**AIM OF THE TASK**
Select every line in the rows below that contains the word "outline" and copy each one.

**WORKING DATA**
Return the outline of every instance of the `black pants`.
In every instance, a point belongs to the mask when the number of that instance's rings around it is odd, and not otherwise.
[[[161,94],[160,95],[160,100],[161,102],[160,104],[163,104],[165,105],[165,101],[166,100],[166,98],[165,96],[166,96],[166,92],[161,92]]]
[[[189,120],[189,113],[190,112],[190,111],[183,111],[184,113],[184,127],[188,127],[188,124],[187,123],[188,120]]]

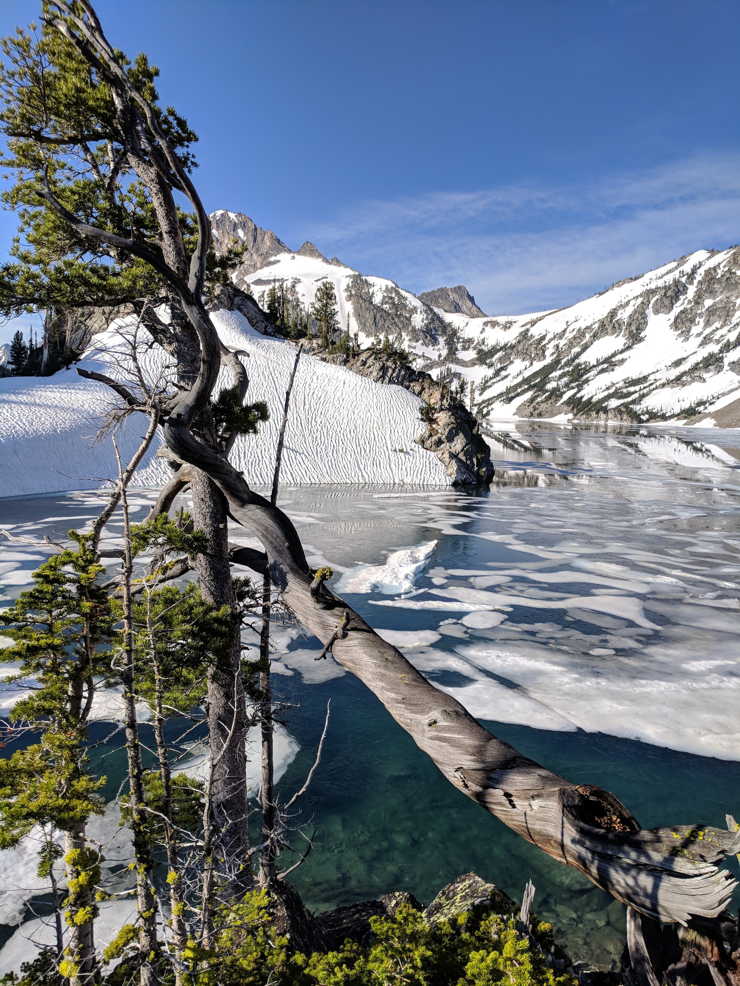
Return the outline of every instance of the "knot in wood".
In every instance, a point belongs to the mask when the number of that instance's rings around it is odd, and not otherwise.
[[[565,788],[561,794],[564,809],[579,822],[604,828],[609,832],[636,832],[637,820],[622,802],[609,791],[592,784]]]

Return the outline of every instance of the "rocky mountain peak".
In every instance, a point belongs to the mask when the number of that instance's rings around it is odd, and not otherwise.
[[[315,260],[324,260],[325,263],[329,263],[326,256],[318,248],[318,246],[314,246],[310,240],[307,240],[297,252],[299,256],[312,256]]]
[[[227,249],[236,240],[247,250],[237,272],[242,278],[254,274],[278,253],[292,253],[282,240],[278,240],[272,230],[260,229],[243,212],[227,212],[219,209],[210,214],[213,246],[216,252]]]
[[[485,317],[485,313],[476,305],[476,299],[464,284],[458,284],[456,288],[435,288],[434,291],[424,291],[418,296],[418,300],[430,308],[467,315],[470,318]]]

**SOLUTION FOR THIS PROBLEM**
Return the outline of every instance of the `black pants`.
Return the outline of every instance of the "knot in wood".
Return the outline of every instance of the "rocky mountain peak".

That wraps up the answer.